REQUIREMENTS:
Copy out all of the material exactly as presented.

DATA PROVIDED:

____

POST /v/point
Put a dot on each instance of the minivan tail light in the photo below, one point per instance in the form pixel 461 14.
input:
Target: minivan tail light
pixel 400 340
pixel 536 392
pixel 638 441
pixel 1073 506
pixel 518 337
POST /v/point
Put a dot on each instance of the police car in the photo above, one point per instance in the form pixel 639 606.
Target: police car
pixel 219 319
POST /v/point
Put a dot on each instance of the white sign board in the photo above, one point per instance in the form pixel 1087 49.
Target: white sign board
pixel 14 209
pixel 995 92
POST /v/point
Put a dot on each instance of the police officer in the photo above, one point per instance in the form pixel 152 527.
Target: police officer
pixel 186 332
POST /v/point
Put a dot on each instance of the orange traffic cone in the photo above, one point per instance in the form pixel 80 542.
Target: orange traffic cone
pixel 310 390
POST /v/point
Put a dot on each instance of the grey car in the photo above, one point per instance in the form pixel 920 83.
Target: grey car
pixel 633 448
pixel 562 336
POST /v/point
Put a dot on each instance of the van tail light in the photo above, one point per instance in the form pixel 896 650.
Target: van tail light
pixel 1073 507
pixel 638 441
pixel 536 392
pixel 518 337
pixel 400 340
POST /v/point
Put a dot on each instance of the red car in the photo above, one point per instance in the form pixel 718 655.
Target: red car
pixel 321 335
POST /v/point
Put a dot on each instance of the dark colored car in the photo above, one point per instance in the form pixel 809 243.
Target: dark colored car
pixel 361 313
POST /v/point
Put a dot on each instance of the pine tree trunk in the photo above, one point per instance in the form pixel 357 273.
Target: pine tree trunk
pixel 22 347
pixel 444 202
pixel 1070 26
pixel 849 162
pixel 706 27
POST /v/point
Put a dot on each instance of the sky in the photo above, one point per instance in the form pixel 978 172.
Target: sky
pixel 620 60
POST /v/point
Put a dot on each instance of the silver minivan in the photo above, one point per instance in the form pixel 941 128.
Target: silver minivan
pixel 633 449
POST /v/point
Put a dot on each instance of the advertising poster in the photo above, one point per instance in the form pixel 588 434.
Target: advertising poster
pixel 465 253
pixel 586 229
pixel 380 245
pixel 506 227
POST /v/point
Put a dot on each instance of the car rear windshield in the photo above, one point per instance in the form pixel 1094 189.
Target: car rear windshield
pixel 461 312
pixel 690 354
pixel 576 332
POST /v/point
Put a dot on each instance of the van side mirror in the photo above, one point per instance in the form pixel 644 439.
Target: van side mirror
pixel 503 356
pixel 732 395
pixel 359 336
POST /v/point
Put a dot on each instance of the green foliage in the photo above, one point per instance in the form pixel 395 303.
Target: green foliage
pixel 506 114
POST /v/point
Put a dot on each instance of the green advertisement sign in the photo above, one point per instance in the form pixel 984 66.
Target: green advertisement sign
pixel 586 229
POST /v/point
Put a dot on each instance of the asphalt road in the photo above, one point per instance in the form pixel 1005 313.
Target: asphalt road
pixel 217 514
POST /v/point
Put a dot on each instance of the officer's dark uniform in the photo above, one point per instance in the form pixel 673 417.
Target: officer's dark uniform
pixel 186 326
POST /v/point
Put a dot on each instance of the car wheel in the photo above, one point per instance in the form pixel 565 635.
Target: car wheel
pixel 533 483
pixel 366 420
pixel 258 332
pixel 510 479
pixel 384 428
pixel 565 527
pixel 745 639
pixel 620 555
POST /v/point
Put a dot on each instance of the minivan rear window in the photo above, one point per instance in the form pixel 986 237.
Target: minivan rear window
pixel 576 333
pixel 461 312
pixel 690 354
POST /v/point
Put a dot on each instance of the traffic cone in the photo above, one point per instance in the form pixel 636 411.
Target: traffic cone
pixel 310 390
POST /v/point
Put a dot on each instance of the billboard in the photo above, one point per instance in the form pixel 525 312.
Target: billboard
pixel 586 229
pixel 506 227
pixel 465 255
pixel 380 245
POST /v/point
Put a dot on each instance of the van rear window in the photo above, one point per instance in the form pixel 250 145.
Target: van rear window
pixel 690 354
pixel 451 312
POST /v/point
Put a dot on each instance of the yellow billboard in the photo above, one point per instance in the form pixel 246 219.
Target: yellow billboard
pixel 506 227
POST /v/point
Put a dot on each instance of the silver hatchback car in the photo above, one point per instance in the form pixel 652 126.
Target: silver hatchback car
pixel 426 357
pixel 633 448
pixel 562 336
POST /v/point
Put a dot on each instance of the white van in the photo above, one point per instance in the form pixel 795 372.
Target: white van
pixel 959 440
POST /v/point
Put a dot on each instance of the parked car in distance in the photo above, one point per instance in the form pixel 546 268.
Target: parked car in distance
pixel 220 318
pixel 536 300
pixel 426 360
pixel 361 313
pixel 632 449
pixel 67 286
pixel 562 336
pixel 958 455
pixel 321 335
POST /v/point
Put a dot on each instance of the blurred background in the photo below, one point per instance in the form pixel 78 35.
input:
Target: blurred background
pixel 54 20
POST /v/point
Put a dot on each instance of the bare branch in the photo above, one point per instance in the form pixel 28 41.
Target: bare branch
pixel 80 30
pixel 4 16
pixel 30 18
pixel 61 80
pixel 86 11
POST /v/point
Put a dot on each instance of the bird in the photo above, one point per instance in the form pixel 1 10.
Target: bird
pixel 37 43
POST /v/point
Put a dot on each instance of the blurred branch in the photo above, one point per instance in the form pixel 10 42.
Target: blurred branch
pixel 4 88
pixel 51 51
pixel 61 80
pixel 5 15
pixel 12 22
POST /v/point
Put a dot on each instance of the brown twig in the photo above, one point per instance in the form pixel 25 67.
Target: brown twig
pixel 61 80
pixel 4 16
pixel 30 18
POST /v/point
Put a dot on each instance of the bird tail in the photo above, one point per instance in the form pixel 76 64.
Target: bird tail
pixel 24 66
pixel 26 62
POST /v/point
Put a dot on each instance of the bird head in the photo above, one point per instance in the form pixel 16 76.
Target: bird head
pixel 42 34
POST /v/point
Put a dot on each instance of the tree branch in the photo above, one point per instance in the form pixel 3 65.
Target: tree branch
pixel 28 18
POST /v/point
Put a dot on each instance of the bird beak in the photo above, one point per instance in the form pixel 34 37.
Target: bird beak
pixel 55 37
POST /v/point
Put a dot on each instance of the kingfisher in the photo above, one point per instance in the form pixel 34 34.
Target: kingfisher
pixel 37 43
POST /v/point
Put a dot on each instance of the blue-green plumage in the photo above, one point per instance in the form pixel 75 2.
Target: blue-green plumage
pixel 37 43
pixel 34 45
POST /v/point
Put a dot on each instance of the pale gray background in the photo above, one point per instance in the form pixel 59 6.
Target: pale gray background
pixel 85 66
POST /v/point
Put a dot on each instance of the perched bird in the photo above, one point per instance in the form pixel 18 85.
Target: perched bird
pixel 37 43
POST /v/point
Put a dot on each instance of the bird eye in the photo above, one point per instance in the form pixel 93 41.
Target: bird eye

____

ANSWER:
POST /v/point
Put a dot on each instance of the minivan tail light in the photo below, one point per instance in the form pixel 461 14.
input:
Target: minivan tail light
pixel 400 340
pixel 536 392
pixel 638 441
pixel 1073 506
pixel 518 337
POST /v/point
Put a dot on each instance of the police car in the photo above, one point per instance in the form pixel 639 606.
Target: police car
pixel 219 319
POST /v/point
Put a dot on each instance of the white sign board in the photo above, one point per instance in the form pixel 1087 49.
Target: white sign board
pixel 14 209
pixel 995 92
POST /v/point
Put a dot on each instance of the police officer in the photo above, one point per instance in the form pixel 152 527.
Target: police officer
pixel 186 332
POST /v/point
Put a dot on each instance of the orange traffic cone in the photo above, one point per instance in the form pixel 80 542.
Target: orange traffic cone
pixel 310 390
POST /v/point
Put a dot on each instance of the grey car in the photo above, one point per instance in the form pixel 920 83.
Target: grey car
pixel 633 448
pixel 562 336
POST /v/point
Put a dot on each instance of the van tail light in the photo above, one point per instance in the form pixel 896 650.
Target: van tail light
pixel 1073 507
pixel 638 441
pixel 536 392
pixel 518 337
pixel 400 340
POST /v/point
Put a dot on each instance of the red car in the photo above, one point per instance in the form pixel 718 655.
Target: red car
pixel 321 335
POST /v/point
Put a dot on each instance of the dark colored car in the photo above, one point per instance in the form pixel 809 243.
Target: dark colored car
pixel 361 313
POST /v/point
Put a dot on each instance of the pine tree trunk in the photo above, one point per instance in the form pixel 357 273.
Target: pine tree trunk
pixel 22 347
pixel 444 202
pixel 1070 26
pixel 849 162
pixel 706 27
POST /v/point
Put a dot on each instance of the sky in the photo above, one point per instance in the form pixel 978 172.
Target: sky
pixel 620 60
POST /v/point
Put a dot on each instance of the silver minivan in the photo above, one point per instance in the form pixel 941 128.
Target: silver minivan
pixel 633 449
POST /v/point
Put a dot on each instance of the advertising poster in the photo above, one point per instance in the form pixel 588 434.
Target: advertising poster
pixel 465 253
pixel 586 229
pixel 380 245
pixel 506 227
POST /v/point
Put a dot on each instance of the car rear windshield in the photo above, one point per instance in the form pixel 1094 189.
Target: car rear windshield
pixel 461 312
pixel 690 354
pixel 576 332
POST /v/point
Put a dot on each instance of the van side mirror in the photo above, one point per instance in the form pixel 644 439.
Target: van side mirror
pixel 503 356
pixel 732 395
pixel 359 336
POST /v/point
Put a dot on each instance of the green foliage in the photo above, one point per instance in the form pixel 395 303.
Target: green foliage
pixel 506 114
POST /v/point
Put a dot on each instance of the green advertisement sign in the photo above, one point per instance in the form pixel 984 66.
Target: green advertisement sign
pixel 586 229
POST /v/point
Put a dot on each instance of the asphalt road in the photo above, one point per instance in the form pixel 1005 313.
Target: asphalt road
pixel 217 514
POST /v/point
Put a dot on each instance of the officer's dark uniform in the photo above, one point per instance in the form pixel 673 417.
Target: officer's dark uniform
pixel 186 326
POST /v/point
Put a dot on each instance of the car wheel in the photo above, one point per instance in the form pixel 565 635.
Target: car wheel
pixel 533 483
pixel 366 420
pixel 258 332
pixel 510 479
pixel 384 428
pixel 565 527
pixel 745 639
pixel 620 555
POST /v/point
Put a dot on each instance of the minivan rear window in the photo above, one point per instance in the form pixel 986 237.
Target: minivan rear window
pixel 576 333
pixel 461 312
pixel 690 354
POST /v/point
Put a dot on each instance of the traffic cone in the photo above, one point per instance in the form pixel 636 411.
Target: traffic cone
pixel 310 390
POST /v/point
Put a dot on each instance of the billboard in the photo above, one point per instance in the form pixel 525 312.
Target: billboard
pixel 586 229
pixel 506 227
pixel 465 255
pixel 380 245
POST /v/point
Put a dot on each instance of the van rear window in the photo above, one point per instance in the form pixel 250 145.
Target: van rear window
pixel 690 354
pixel 451 312
POST /v/point
Put a dot on each instance of the yellow billboard in the photo above, one point per instance in the form pixel 246 219.
Target: yellow billboard
pixel 506 227
POST /v/point
Put a dot on each instance of the silver hatchback car in the photo above, one point per instance in the form pixel 652 126.
Target: silver hatchback car
pixel 426 357
pixel 633 448
pixel 562 336
POST /v/point
Put a dot on each instance of the white van in the photo above, one point per instance in the form pixel 795 372.
Target: white van
pixel 959 440
POST /v/point
Put a dot on each instance of the parked car in distance in the photo above, one point per instance in the form pixel 546 268.
Target: parked car in distance
pixel 220 318
pixel 536 300
pixel 426 360
pixel 361 313
pixel 632 449
pixel 67 286
pixel 562 336
pixel 958 455
pixel 321 335
POST /v/point
Put a dot on each instance of the blurred background in the photo below, one point per instance in the form pixel 78 35.
input:
Target: blurred background
pixel 54 20
POST /v/point
Put a dot on each instance of the bare branch in the photo above, one point per instance in the form pixel 28 41.
Target: bare branch
pixel 80 30
pixel 4 16
pixel 30 18
pixel 61 80
pixel 86 11
POST /v/point
Put a dot on each instance of the bird in the photo above, one point per instance in the form pixel 1 10.
Target: bird
pixel 37 43
POST /v/point
Put a dot on each instance of the blurred branch in the photo above, one point per instance in the form pixel 10 42.
Target: blurred branch
pixel 4 88
pixel 51 51
pixel 61 80
pixel 5 15
pixel 12 22
POST /v/point
Put a dot on each instance of the brown twig in the photo above, one point per instance in the form pixel 25 67.
Target: brown twig
pixel 61 80
pixel 4 16
pixel 30 18
POST /v/point
Put a dot on each instance of the bird tail in the photo above, one point per instance in the form pixel 76 64.
Target: bird tail
pixel 24 66
pixel 26 62
POST /v/point
Put a dot on each instance of the bird head in the photo above, one point per instance in the form pixel 16 76.
Target: bird head
pixel 42 34
POST /v/point
Put a dot on each instance of the tree branch in the photo above, one point per instance in the form pixel 3 65.
Target: tree branch
pixel 28 18
POST /v/point
Put a dot on each instance of the bird beak in the photo above, one point per instance in the form pixel 34 37.
Target: bird beak
pixel 55 37
POST /v/point
Put a dot on each instance of the kingfisher in the photo above, one point per instance in the form pixel 34 34.
Target: kingfisher
pixel 37 43
POST /v/point
Put a dot on each instance of the blue-green plumage in the photo above, one point per instance in the form pixel 75 2.
Target: blue-green plumage
pixel 37 43
pixel 34 45
POST /v/point
Put a dot on each instance of the pale gray background in the photo above, one point per instance in the form pixel 59 6.
Target: pale gray background
pixel 85 66
POST /v/point
Put a dot on each instance of the perched bird in the photo above, one point per instance in the form pixel 18 85.
Target: perched bird
pixel 37 43
POST /v/point
Put a dot on each instance of the bird eye in the photo above, one point per instance in the form pixel 93 41.
Target: bird eye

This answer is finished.